**AIM OF THE EXERCISE**
Render every line of the records below as a Markdown table with two columns, Row for the line number and Line for the line itself, and leave out any blank lines.

**RECORD LIST**
---------------

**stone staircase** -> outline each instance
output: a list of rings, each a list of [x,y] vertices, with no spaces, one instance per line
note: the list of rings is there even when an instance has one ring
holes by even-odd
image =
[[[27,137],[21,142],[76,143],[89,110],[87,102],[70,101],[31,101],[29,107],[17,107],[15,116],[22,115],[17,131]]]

---------------

**SOLUTION TO THE PROBLEM**
| Row | Line |
|---|---|
| 1 | **stone staircase** -> outline each instance |
| 2 | output: a list of rings, each a list of [x,y] vertices, with no spaces, one instance per line |
| 3 | note: the list of rings is there even when an instance has one ring |
| 4 | holes by even-odd |
| 5 | image = |
| 6 | [[[27,137],[21,142],[76,143],[89,110],[87,102],[70,101],[31,101],[29,107],[17,107],[15,116],[22,115],[17,131]]] |